Yesterday was the anniversary of my mother’s father’s death, Donald Ackors. Actually, as I write this, it’s today, as I tend to write posts the day before and then schedule them.
I want somehow to summarize in a few short words what kind of man he was. What kind of impact he had on me. There’s more than just his genes in my blood. Bits of his character, his personality, have passed on to me too. I feel like the more I understand the man, the more I understand myself.
I have his ears, when it comes to physical traits. I have enormous ears that stick out from my fat head. When I was younger, this was especially disconcerting and kids called me “Dumbo.” Any time I got upset about it, I remember my grandfather showing me how he wiggled his ears, and I felt better about it for a while.
He worked most of his life at a Goodyear tire factory. All the details about the tire plant in “Work, With Occasional Mole Men” come from growing up around him. The layoffs, the strikes, the long late shifts. My grandfather worked nights for much of my early childhood. We had to be quiet on the front porch next to the bedroom so we didn’t wake him while we played. I sometimes thought of him as a sleeping bear in there. You did not want to poke that bear.
I asked him once, later in life, what he did at his job. He said “mostly, I sign papers.” He said he signed so much paperwork, it hurt his arm. I asked why he couldn’t just get a stamp. I can’t remember what his answer was, but I know he laughed at that.
God damn, did that guy like to laugh. He loved laughing and he loved food. I can’t overstate how much he loved food. Not fancy food, either. Anything. Some days later in life he would spend the afternoon talking and anticipating whatever they were having for dinner. He loved good Mexican food, and would go to the ends of the Earth for a proper tamale.
He loved family, too. He told me once that he wished he had spent more time with them and worked less. Most of us end up with that regret. Hard to learn that lesson, somehow.
I remember the day I realized he was human. My family plays a team card game called Pitch. You capture suites of cards for points and such—I don’t really know how to explain it. My grandfather was a demon at it. I was just learning how, and he was helping me, standing over my shoulder. I was just starting to get the handle of it, and he gave me some bit of advice and I snapped, “I don’t need your help!” He walked away without a word. Everyone else got very quiet. I remember the look on his face, like I’d slapped him. I felt horrible, but I was shocked to know that he could be vulnerable to me like that.
He read romance novels by the pound. Seriously, they didn’t by them by the book—they went to a used book store and bought them in tied up grocery bags by weight. I never saw him reading anything other than a romance novel. Tough factory worker, born in the desert, a fisherman and a hunter. And he devoured a dozen Harlequin romance novels a week.

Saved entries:
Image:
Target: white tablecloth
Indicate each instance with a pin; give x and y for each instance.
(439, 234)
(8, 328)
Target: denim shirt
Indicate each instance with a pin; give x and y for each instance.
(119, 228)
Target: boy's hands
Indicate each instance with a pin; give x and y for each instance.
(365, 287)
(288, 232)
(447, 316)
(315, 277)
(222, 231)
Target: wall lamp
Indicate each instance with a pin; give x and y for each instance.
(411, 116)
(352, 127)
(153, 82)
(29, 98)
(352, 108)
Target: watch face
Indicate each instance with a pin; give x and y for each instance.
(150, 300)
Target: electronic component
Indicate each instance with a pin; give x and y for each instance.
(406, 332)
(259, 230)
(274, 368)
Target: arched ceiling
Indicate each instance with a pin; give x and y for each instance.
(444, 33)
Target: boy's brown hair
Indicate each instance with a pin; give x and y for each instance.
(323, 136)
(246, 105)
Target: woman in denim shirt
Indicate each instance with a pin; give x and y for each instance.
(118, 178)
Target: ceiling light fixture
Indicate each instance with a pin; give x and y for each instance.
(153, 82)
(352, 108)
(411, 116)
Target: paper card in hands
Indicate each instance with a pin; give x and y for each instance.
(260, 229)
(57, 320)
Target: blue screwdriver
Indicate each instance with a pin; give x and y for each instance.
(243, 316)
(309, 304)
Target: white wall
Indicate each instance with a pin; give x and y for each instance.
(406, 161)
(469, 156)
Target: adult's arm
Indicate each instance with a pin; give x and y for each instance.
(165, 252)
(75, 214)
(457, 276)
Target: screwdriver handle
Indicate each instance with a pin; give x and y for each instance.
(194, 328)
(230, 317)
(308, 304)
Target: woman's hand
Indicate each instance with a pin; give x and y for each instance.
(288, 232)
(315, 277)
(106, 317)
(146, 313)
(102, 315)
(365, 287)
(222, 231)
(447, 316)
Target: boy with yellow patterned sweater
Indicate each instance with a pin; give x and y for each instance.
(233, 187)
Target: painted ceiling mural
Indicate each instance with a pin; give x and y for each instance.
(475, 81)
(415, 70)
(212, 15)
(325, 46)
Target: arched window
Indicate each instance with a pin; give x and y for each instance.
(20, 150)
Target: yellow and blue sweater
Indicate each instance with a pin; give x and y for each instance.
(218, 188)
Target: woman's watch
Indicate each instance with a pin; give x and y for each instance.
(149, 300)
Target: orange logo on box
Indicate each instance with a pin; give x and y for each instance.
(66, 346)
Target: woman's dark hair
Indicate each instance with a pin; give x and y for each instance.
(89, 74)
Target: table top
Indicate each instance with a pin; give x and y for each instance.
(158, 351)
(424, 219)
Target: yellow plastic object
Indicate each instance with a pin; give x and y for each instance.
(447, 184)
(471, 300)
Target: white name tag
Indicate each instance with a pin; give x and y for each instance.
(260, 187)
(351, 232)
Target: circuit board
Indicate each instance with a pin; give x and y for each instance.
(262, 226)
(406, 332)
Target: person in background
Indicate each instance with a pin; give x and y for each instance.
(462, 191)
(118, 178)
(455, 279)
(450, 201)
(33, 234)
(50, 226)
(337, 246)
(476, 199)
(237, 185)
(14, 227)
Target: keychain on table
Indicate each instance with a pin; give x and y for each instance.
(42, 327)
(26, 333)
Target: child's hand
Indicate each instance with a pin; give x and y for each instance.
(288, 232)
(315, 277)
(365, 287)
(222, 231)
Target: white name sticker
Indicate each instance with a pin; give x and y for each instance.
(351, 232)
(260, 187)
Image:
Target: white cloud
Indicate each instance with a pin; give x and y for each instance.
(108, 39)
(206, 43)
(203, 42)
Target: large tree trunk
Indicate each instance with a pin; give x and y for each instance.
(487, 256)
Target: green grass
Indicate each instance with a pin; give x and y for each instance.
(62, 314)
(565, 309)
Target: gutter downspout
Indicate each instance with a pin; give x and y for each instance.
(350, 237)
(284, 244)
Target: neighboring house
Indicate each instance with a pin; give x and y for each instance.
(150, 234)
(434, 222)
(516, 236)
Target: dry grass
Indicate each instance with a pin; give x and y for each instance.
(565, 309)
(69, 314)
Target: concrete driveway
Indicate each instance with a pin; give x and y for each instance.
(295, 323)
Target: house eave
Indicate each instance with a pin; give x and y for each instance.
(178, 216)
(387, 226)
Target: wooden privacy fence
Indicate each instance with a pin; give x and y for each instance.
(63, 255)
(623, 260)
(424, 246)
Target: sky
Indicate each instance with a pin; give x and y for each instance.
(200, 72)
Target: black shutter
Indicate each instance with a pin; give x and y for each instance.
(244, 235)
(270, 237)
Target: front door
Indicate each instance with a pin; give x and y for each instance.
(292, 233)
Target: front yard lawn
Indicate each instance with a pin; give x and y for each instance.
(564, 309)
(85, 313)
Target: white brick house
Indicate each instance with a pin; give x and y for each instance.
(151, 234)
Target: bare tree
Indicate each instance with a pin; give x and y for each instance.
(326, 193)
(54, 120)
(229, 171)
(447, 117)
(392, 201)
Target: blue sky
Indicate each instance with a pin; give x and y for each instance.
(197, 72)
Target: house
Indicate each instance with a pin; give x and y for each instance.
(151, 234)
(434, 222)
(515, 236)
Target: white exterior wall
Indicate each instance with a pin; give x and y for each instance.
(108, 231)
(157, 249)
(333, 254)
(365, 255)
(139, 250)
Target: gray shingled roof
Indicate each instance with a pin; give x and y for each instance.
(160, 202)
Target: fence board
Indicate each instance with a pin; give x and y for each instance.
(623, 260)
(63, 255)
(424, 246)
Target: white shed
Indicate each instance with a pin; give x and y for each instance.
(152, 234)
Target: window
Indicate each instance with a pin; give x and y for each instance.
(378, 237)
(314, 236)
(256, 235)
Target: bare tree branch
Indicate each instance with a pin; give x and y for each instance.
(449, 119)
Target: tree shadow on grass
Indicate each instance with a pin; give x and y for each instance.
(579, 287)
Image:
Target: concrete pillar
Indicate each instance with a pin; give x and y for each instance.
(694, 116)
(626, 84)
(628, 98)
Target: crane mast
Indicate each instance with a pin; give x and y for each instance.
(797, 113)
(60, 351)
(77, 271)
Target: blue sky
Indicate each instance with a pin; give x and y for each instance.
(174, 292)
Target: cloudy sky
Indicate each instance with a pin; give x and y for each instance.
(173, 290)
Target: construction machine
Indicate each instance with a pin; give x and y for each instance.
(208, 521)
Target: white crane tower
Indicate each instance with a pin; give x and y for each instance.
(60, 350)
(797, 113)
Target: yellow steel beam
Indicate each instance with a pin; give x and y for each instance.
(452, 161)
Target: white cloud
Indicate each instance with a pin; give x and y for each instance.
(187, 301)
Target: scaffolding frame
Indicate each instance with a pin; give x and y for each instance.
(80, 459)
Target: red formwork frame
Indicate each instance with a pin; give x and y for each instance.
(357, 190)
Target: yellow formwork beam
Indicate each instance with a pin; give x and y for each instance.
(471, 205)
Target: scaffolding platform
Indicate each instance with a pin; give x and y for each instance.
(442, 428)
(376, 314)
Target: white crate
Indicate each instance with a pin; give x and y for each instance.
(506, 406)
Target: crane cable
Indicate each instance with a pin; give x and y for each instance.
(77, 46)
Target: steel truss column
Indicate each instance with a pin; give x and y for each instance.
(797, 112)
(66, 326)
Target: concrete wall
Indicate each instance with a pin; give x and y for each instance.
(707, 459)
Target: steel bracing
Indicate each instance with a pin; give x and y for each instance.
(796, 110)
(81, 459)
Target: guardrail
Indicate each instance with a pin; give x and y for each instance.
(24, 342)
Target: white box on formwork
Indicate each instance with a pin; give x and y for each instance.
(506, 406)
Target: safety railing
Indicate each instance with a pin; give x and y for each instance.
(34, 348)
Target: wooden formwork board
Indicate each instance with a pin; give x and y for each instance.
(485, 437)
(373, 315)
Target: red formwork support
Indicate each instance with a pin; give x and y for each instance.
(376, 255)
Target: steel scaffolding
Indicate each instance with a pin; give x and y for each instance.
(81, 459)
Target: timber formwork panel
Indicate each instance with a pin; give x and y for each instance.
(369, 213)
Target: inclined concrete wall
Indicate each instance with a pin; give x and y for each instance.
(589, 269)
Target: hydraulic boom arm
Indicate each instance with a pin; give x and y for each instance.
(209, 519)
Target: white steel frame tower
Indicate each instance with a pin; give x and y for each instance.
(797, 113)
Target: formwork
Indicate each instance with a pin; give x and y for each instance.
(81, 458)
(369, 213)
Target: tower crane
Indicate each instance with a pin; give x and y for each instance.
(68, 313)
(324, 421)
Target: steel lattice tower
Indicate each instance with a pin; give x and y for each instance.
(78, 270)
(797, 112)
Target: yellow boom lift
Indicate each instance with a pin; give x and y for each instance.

TO DO:
1) Answer these questions using the remembrance of Donald Ackors, marking each answer with its letter.
(a) Where did Donald Ackors work for most of his life?
(b) What did he say he mostly did at his job?
(c) What team card game does the family play?
2) Continue the remembrance of Donald Ackors with the next part, picking up after its final sentence.

SOLVED TASKS:
1)
(a) At a Goodyear tire factory.
(b) He said he mostly signed papers.
(c) Pitch.

2)
One of his buddies from his time in the military once said: “You never saw Don without a book in his pocket.” He looked like James Dean, but with a romance novel in his pocket. He got a lot of action back then, or so I am told.
It’s hard to talk about him without talking about his wife of 40-some years, Janet. He loved to laugh, and my Grandmother loved to make him laugh. They bickered and bantered in a way that I can only aspire to. After she passed, I asked him once how they had done it—stayed together for so long.
He struggled for an answer. Thought long and hard before speaking. Then he said, simply “I loved her.” No startling wisdom. Just a simple truth. He did love her. We all did.
I can’t actually summarize the man in a few words, at least not to do him justice. He deserves an epic, a biography. Not just a few words typed up one afternoon on the anniversary of his death from a heart attack. Odd, that he had a pacemaker which was supposed to help prevent such things.
My mother said that he probably felt the thing going off and didn’t do anything about it. He missed my grandmother too much.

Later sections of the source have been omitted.